TEXT EXCERPT:
+--

ASIA/BANGLADESH - Appeal by religious leaders: justice and security for religious minorities

Wednesday, 27 July 2022 human rights   religious minorities  

Dhaka (Agenzia Fides) – More than 100 leaders of religious minority communities in Bangladesh, a country with a large Muslim majority, demonstrate and express disappointment at the violence against their places of worship and the members of their communities.
As Fides learned, the "Bangladesh Hindu, Buddhist, Christian Unity Council", an inter-confessional body, has gathered in recent days religious and faithful leaders at the National Sahidminar (Martyr's Monument) in Dhaka, to ask the government for justice and security for the religious minorities in the nation.
The Council recalls that on July 15 a group of radical Muslims, after the alleged offense against Islam traced on the social network Facebook, attacked and set fire to houses, shops and Hindu temples in Narail. In the past, other violence took place, while "radical Islamists use false propaganda to carry out violence against religious minorities", it is noted.

+--

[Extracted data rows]
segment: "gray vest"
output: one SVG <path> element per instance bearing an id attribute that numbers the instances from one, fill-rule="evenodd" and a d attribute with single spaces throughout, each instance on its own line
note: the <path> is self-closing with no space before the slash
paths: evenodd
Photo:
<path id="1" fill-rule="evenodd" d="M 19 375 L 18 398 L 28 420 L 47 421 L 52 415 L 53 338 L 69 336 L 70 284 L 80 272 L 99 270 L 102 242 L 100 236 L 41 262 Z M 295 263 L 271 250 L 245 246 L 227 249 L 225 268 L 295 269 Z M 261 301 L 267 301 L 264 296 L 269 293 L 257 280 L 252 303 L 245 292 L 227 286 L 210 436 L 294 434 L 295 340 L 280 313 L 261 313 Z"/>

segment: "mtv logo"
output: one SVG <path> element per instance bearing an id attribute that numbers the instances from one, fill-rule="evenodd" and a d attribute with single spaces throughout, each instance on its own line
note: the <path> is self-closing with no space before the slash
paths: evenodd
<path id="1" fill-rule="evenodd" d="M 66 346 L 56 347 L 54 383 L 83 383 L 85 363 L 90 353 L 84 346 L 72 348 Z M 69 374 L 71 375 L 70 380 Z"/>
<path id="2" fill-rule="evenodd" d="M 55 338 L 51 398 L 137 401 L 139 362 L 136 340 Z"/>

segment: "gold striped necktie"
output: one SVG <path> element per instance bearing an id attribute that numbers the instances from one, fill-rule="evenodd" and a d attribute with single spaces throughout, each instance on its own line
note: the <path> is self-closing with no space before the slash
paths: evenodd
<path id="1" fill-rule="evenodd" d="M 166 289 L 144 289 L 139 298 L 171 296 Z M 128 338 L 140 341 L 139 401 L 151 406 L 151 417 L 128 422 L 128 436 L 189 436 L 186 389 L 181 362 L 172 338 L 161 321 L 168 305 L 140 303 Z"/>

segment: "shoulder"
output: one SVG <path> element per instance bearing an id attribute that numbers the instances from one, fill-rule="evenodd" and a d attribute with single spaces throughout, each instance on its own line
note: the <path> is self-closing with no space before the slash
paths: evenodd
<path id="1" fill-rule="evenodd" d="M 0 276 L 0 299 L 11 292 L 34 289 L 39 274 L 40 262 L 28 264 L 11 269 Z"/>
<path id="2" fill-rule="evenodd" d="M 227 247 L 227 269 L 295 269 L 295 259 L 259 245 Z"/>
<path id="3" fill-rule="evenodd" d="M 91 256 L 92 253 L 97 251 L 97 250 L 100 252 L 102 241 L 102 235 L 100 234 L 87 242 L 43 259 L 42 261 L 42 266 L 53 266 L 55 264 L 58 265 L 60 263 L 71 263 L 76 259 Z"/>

+--

PROBLEM A: Pick out every line of the rows that contains the string "rule", and copy each one.
PROBLEM B: Take the report on the Bangladeshi religious leaders' appeal further, starting right after its final sentence.
The news report and the rows have no connection to each other.

EXPECTED OUTPUT A:
output: one SVG <path> element per instance bearing an id attribute that numbers the instances from one, fill-rule="evenodd" and a d attribute with single spaces throughout, each instance on its own line
<path id="1" fill-rule="evenodd" d="M 19 375 L 18 398 L 28 420 L 47 421 L 52 415 L 53 338 L 69 336 L 70 284 L 80 272 L 99 270 L 102 242 L 100 236 L 41 262 Z M 295 263 L 271 250 L 245 246 L 227 249 L 225 268 L 295 269 Z M 261 301 L 267 301 L 264 296 L 269 293 L 257 280 L 252 303 L 245 292 L 227 286 L 210 436 L 294 434 L 295 340 L 280 313 L 261 313 Z"/>
output: one SVG <path> element per instance bearing an id attribute that numbers the instances from one, fill-rule="evenodd" and a d attribute with single spaces throughout, each instance on its own line
<path id="1" fill-rule="evenodd" d="M 66 346 L 56 347 L 54 383 L 83 383 L 85 363 L 90 353 L 84 346 L 72 348 Z M 69 374 L 71 375 L 70 380 Z"/>
<path id="2" fill-rule="evenodd" d="M 55 338 L 51 398 L 137 401 L 139 362 L 136 340 Z"/>
output: one SVG <path> element per instance bearing an id attribute that numbers the instances from one, fill-rule="evenodd" and a d attribute with single spaces throughout, each instance on its own line
<path id="1" fill-rule="evenodd" d="M 166 289 L 144 289 L 139 298 L 171 296 Z M 128 338 L 140 341 L 139 401 L 151 406 L 151 417 L 128 422 L 128 436 L 189 436 L 186 389 L 181 362 L 172 338 L 161 321 L 168 305 L 140 303 Z"/>
output: one SVG <path> element per instance bearing an id attribute that numbers the instances from one, fill-rule="evenodd" and a d attribute with single spaces throughout, each instance on its own line
<path id="1" fill-rule="evenodd" d="M 0 276 L 0 299 L 11 292 L 34 289 L 39 274 L 40 262 L 28 264 L 11 269 Z"/>
<path id="2" fill-rule="evenodd" d="M 227 247 L 227 269 L 295 269 L 295 259 L 259 245 Z"/>
<path id="3" fill-rule="evenodd" d="M 91 256 L 92 253 L 97 251 L 97 250 L 100 252 L 102 241 L 102 235 L 100 234 L 87 242 L 43 259 L 42 261 L 42 266 L 53 266 L 55 264 L 58 265 L 60 263 L 71 263 L 76 259 Z"/>

EXPECTED OUTPUT B:
In another episode, on July 5, Protestant Pastor Timothy Baroi was talking about Jesus Christ with a Muslim merchant named Muhammad Morshard in Gopalganj. At that moment, two imams from the nearby mosque, who were passing by, gathered a group of people and began to insult, threaten and beat Pastor Baroi, telling him not to talk about Jesus Christ with a Muslim. In June, Utpal Kumar Biswas, a Hindu teacher who works at Haji Yunus Ali School and College in Ashulia, near Dhaka, was beaten and later died.
This series of incidents, together with other minor cases, has generated the protest and public appeal of religious minorities demanding justice.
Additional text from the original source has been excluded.